Dr. Mark Lee, a pediatric neurologist, sees patients each Monday at the clinic in Hattiesburg.
Dr. Mark Lee, a pediatric neurologist, sees patients on Mondays at the Hattiesburg clinic.

Lee now keeps office hours in Hattiesburg one day a week at the new Children’s of Mississippi Hattiesburg clinic, bringing specialty care closer to patients and their families. Children’s of Mississippi is the umbrella organization that includes Batson Children’s Hospital as well as UMMC pediatric care and specialty clinics around the state. Included in the pediatric specialties available at the Hattiesburg location are cardiology, neurology, gastroenterology, endocrinology, pulmonology and wellness.

“We’ve gotten 25 calls today, and it’s just 3:30,” said nurse Jamie Cook, who travels with Lee from the Children’s of Mississippi Gulf Coast specialty clinic in Biloxi each week to the newly opened clinic at 2109 Hardy St.

Lee’s appointments number about 15 each Monday in Hattiesburg, and those patients are not all from the Hub City. “We see patients from around the region,” he said, “Natchez, Waynesboro, Laurel.”

For the Bergerons, Lee became a trusted ally, treating Jacoby’s symptoms as they occurred while trying to untangle the mystery of his illness. A UMMC study of his genetic makeup found the culprit: a rare and fatal nervous system disorder called Batten disease.

Over time, Jacoby has regressed in his abilities, becoming nonverbal and relying on a wheelchair much of the time. His grand mal seizures are controlled by medications, and his eyesight, something many children with Batten disease lose, is perfect so far, Dixie Bergeron said. He enjoys school, attending special education classes at Petal High.

» Data under study:

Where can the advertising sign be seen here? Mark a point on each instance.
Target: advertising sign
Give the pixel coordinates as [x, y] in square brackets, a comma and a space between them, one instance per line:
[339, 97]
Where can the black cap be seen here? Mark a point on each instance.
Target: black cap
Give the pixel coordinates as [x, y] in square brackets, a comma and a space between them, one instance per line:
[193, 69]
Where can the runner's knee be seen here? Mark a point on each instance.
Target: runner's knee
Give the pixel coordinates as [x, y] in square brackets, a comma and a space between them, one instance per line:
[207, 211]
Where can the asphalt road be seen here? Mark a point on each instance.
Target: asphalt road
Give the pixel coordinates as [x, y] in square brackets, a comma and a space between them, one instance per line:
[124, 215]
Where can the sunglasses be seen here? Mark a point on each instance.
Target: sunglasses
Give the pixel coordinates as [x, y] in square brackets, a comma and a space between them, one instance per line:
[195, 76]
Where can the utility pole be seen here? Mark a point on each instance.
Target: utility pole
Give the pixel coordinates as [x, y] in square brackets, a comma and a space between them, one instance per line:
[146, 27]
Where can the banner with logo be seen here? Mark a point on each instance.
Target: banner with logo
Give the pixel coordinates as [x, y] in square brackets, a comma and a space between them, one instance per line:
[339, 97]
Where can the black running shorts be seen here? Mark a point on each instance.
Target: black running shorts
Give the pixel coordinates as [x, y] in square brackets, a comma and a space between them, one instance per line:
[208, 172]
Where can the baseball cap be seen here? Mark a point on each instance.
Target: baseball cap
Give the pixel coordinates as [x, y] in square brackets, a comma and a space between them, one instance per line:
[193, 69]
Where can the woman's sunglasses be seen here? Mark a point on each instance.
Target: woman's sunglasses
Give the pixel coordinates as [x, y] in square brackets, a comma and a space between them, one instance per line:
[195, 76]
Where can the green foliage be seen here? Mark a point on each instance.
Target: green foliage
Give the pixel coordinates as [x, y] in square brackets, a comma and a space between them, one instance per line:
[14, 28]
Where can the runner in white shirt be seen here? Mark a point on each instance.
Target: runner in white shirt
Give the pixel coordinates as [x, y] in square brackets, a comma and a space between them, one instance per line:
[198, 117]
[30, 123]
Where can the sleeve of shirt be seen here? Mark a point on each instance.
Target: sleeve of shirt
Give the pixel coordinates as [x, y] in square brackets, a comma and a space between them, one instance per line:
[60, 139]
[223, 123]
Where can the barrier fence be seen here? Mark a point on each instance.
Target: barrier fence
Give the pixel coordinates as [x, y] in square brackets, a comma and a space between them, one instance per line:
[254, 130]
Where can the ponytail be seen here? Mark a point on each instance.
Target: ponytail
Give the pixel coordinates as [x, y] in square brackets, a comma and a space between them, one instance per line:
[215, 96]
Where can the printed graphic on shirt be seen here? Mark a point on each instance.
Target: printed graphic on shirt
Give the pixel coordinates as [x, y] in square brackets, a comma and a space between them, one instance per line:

» Assignment: Reproduce the full passage about Dr. Mark Lee's Hattiesburg clinic above, word for word and with nothing changed.

» Answer to this exercise:
Dr. Mark Lee, a pediatric neurologist, sees patients each Monday at the clinic in Hattiesburg.
Dr. Mark Lee, a pediatric neurologist, sees patients on Mondays at the Hattiesburg clinic.

Lee now keeps office hours in Hattiesburg one day a week at the new Children’s of Mississippi Hattiesburg clinic, bringing specialty care closer to patients and their families. Children’s of Mississippi is the umbrella organization that includes Batson Children’s Hospital as well as UMMC pediatric care and specialty clinics around the state. Included in the pediatric specialties available at the Hattiesburg location are cardiology, neurology, gastroenterology, endocrinology, pulmonology and wellness.

“We’ve gotten 25 calls today, and it’s just 3:30,” said nurse Jamie Cook, who travels with Lee from the Children’s of Mississippi Gulf Coast specialty clinic in Biloxi each week to the newly opened clinic at 2109 Hardy St.

Lee’s appointments number about 15 each Monday in Hattiesburg, and those patients are not all from the Hub City. “We see patients from around the region,” he said, “Natchez, Waynesboro, Laurel.”

For the Bergerons, Lee became a trusted ally, treating Jacoby’s symptoms as they occurred while trying to untangle the mystery of his illness. A UMMC study of his genetic makeup found the culprit: a rare and fatal nervous system disorder called Batten disease.

Over time, Jacoby has regressed in his abilities, becoming nonverbal and relying on a wheelchair much of the time. His grand mal seizures are controlled by medications, and his eyesight, something many children with Batten disease lose, is perfect so far, Dixie Bergeron said. He enjoys school, attending special education classes at Petal High.